* Task description *
Reproduce each record exactly.

* Collected data *
--- begin ---

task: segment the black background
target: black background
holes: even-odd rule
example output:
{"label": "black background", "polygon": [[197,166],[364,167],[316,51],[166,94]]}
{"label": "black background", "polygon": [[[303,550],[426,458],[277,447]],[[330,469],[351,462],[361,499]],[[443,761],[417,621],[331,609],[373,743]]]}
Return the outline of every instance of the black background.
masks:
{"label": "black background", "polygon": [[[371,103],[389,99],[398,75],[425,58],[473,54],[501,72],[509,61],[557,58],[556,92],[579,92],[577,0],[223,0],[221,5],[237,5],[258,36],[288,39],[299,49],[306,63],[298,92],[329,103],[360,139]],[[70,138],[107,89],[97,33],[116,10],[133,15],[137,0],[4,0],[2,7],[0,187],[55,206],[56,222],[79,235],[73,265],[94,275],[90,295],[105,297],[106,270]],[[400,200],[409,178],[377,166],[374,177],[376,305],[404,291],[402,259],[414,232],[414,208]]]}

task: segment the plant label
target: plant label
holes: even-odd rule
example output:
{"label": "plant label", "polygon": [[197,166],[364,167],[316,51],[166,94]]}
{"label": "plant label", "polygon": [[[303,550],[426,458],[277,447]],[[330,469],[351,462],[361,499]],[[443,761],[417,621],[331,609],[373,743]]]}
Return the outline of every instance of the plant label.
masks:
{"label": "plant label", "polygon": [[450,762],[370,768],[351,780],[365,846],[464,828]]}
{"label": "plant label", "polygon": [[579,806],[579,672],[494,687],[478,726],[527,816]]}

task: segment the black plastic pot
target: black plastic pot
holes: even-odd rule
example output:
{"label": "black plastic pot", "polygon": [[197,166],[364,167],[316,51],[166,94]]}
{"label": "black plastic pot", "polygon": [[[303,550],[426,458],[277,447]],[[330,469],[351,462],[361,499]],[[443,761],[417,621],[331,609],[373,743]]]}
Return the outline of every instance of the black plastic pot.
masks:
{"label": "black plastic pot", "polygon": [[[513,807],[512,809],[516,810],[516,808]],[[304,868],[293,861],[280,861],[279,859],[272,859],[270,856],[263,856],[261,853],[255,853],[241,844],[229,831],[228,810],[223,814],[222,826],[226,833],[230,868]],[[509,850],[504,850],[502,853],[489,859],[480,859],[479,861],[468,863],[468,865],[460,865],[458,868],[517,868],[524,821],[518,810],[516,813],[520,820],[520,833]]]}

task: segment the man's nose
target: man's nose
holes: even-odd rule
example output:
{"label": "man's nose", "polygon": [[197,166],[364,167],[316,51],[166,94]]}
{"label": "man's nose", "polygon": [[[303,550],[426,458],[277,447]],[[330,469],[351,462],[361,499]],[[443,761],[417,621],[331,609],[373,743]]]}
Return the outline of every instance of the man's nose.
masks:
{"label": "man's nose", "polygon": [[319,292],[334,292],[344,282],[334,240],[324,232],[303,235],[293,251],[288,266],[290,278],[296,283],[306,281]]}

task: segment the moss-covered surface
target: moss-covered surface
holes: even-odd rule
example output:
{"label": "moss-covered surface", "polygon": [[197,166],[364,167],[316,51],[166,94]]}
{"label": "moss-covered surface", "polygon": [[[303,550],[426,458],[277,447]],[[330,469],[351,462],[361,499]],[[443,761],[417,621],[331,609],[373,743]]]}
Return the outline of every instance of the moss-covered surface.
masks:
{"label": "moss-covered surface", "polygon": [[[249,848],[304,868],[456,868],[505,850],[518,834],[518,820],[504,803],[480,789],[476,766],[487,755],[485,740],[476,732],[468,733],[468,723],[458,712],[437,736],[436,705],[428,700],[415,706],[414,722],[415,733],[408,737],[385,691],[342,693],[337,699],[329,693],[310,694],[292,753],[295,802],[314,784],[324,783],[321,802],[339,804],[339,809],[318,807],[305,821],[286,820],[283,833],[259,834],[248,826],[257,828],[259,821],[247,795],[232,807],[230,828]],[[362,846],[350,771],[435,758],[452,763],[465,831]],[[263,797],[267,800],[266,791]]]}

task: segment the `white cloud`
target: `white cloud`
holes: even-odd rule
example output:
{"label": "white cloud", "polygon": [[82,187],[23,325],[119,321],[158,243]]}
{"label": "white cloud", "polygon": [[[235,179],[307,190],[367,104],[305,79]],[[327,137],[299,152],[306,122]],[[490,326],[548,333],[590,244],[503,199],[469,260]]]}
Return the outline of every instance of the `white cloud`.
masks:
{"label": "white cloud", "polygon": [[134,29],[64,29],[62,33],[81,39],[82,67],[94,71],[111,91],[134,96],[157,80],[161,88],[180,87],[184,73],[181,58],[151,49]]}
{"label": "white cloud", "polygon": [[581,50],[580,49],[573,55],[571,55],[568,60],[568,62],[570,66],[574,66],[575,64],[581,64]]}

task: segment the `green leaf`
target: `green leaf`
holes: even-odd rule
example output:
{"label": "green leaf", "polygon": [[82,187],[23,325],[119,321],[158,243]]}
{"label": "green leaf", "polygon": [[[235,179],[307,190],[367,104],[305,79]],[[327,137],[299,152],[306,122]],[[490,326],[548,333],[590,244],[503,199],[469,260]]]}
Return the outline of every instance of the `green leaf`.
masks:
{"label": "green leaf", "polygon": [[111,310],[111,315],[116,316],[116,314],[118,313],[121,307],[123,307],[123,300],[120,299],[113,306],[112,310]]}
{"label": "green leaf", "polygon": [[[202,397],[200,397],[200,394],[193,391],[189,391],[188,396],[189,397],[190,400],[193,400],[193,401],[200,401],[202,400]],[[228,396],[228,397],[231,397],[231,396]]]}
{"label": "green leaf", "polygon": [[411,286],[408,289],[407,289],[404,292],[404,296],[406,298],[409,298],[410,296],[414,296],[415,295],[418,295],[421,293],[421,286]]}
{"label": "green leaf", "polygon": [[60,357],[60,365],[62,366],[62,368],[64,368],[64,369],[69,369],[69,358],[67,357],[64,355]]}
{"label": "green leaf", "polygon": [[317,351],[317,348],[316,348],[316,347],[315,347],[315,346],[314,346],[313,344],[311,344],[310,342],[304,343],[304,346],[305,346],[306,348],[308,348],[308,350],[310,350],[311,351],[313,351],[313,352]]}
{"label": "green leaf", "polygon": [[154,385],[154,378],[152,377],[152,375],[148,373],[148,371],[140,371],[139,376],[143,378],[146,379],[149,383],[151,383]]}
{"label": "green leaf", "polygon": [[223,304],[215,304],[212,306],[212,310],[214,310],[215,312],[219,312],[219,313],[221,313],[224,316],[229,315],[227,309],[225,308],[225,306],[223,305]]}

--- end ---

* Answer *
task: segment the black background
target: black background
holes: even-odd rule
example output:
{"label": "black background", "polygon": [[197,166],[364,167],[316,51],[166,94]]}
{"label": "black background", "polygon": [[[303,550],[426,458],[277,447]],[[330,469],[351,462],[361,499]],[[443,761],[417,621],[331,609],[373,743]]]}
Return the outline of every instance of the black background.
masks:
{"label": "black background", "polygon": [[[371,103],[389,99],[398,75],[425,58],[473,54],[501,72],[509,61],[557,58],[556,92],[579,92],[577,0],[223,0],[221,5],[237,5],[258,36],[288,39],[299,49],[306,63],[298,92],[329,103],[360,139]],[[70,138],[107,89],[97,33],[116,10],[133,15],[137,0],[4,0],[2,7],[0,187],[55,206],[56,222],[79,235],[73,265],[94,275],[90,295],[105,297],[106,270]],[[400,200],[409,178],[377,166],[374,177],[376,305],[404,291],[402,259],[414,232],[414,208]]]}

task: segment the plant label
target: plant label
holes: even-odd rule
example output:
{"label": "plant label", "polygon": [[197,166],[364,167],[316,51],[166,94]]}
{"label": "plant label", "polygon": [[[303,550],[426,458],[277,447]],[[330,469],[351,462],[361,499]],[[443,761],[417,621],[331,609],[373,743]]]}
Return the outline of every instance of the plant label.
masks:
{"label": "plant label", "polygon": [[450,762],[370,768],[351,780],[365,846],[464,828]]}
{"label": "plant label", "polygon": [[579,806],[579,672],[494,687],[478,726],[527,816]]}

task: segment the black plastic pot
target: black plastic pot
holes: even-odd rule
example output:
{"label": "black plastic pot", "polygon": [[197,166],[364,167],[316,51],[166,94]]}
{"label": "black plastic pot", "polygon": [[[303,550],[426,458],[277,447]],[[330,469],[351,462],[361,499]],[[443,761],[417,621],[331,609],[373,743]]]}
Return the outline of every instance of the black plastic pot.
masks:
{"label": "black plastic pot", "polygon": [[[513,807],[512,809],[516,810],[516,808]],[[304,868],[293,861],[280,861],[279,859],[272,859],[270,856],[263,856],[261,853],[255,853],[241,844],[229,831],[228,810],[223,814],[222,826],[226,833],[230,868]],[[509,850],[504,850],[502,853],[489,859],[480,859],[479,861],[468,863],[468,865],[460,865],[458,868],[517,868],[524,821],[518,810],[516,813],[520,820],[520,833]]]}

task: segment the man's nose
target: man's nose
holes: even-odd rule
example output:
{"label": "man's nose", "polygon": [[197,166],[364,167],[316,51],[166,94]]}
{"label": "man's nose", "polygon": [[[303,550],[426,458],[277,447]],[[330,469],[351,462],[361,499]],[[443,761],[417,621],[331,609],[373,743]]]}
Return the outline of every instance of the man's nose.
masks:
{"label": "man's nose", "polygon": [[319,292],[334,292],[344,282],[334,240],[324,232],[303,235],[293,251],[288,266],[290,278],[296,283],[306,281]]}

task: segment the moss-covered surface
target: moss-covered surface
holes: even-odd rule
example output:
{"label": "moss-covered surface", "polygon": [[197,166],[364,167],[316,51],[166,94]]}
{"label": "moss-covered surface", "polygon": [[[303,550],[426,458],[277,447]],[[330,469],[351,462],[361,499]],[[443,761],[417,621],[331,609],[373,743]]]}
Return the outline of every instance of the moss-covered surface.
masks:
{"label": "moss-covered surface", "polygon": [[[249,848],[304,868],[456,868],[505,850],[518,834],[518,820],[504,803],[480,789],[476,766],[487,755],[485,740],[476,732],[468,733],[468,723],[458,712],[437,736],[436,705],[428,700],[415,706],[414,722],[415,733],[408,737],[385,691],[342,693],[337,699],[329,693],[310,694],[292,753],[295,802],[314,784],[324,783],[321,802],[339,804],[339,809],[318,807],[305,821],[286,820],[283,833],[259,834],[248,826],[257,828],[259,821],[247,795],[232,807],[230,828]],[[362,846],[350,771],[435,758],[452,763],[465,831]],[[263,797],[267,800],[266,791]]]}

task: segment the `white cloud`
target: `white cloud`
holes: even-odd rule
example output:
{"label": "white cloud", "polygon": [[82,187],[23,325],[119,321],[158,243]]}
{"label": "white cloud", "polygon": [[[235,179],[307,190],[367,104],[305,79]],[[327,137],[299,152],[306,122]],[[490,326],[548,333],[590,244],[503,199],[469,260]]]}
Return the outline of every instance of the `white cloud`.
masks:
{"label": "white cloud", "polygon": [[134,29],[64,29],[62,33],[81,39],[82,67],[94,71],[111,91],[134,96],[157,80],[161,88],[180,87],[184,73],[181,58],[151,49]]}
{"label": "white cloud", "polygon": [[581,50],[580,49],[573,55],[571,55],[568,60],[568,62],[570,66],[574,66],[575,64],[581,64]]}

task: segment the `green leaf`
target: `green leaf`
holes: even-odd rule
example output:
{"label": "green leaf", "polygon": [[82,187],[23,325],[119,321],[158,243]]}
{"label": "green leaf", "polygon": [[[235,179],[307,190],[367,104],[305,79]],[[327,137],[299,152],[306,122]],[[490,326],[548,333],[590,244],[503,199],[469,260]]]}
Return the outline of every instance of the `green leaf`.
masks:
{"label": "green leaf", "polygon": [[111,310],[111,315],[116,316],[116,314],[118,313],[121,307],[123,307],[123,300],[120,299],[113,306],[112,310]]}
{"label": "green leaf", "polygon": [[[202,397],[200,397],[200,394],[193,391],[189,391],[188,396],[189,397],[190,400],[193,400],[193,401],[200,401],[202,400]],[[228,396],[228,397],[231,397],[231,396]]]}
{"label": "green leaf", "polygon": [[411,286],[408,289],[407,289],[404,292],[404,296],[406,298],[409,298],[410,296],[414,296],[415,295],[418,295],[421,293],[421,286]]}
{"label": "green leaf", "polygon": [[60,357],[60,365],[62,366],[62,368],[64,368],[64,369],[69,369],[69,358],[67,357],[64,355]]}
{"label": "green leaf", "polygon": [[317,351],[317,348],[316,348],[316,347],[315,347],[315,346],[314,346],[313,344],[311,344],[310,342],[304,343],[304,346],[305,346],[306,348],[308,348],[308,350],[310,350],[311,351],[313,351],[313,352]]}
{"label": "green leaf", "polygon": [[154,385],[154,378],[152,377],[152,375],[148,373],[148,371],[140,371],[139,376],[143,378],[146,379],[149,383],[151,383]]}
{"label": "green leaf", "polygon": [[223,304],[215,304],[212,306],[212,310],[214,310],[215,312],[219,312],[219,313],[221,313],[224,316],[229,315],[227,309],[225,308],[225,306],[223,305]]}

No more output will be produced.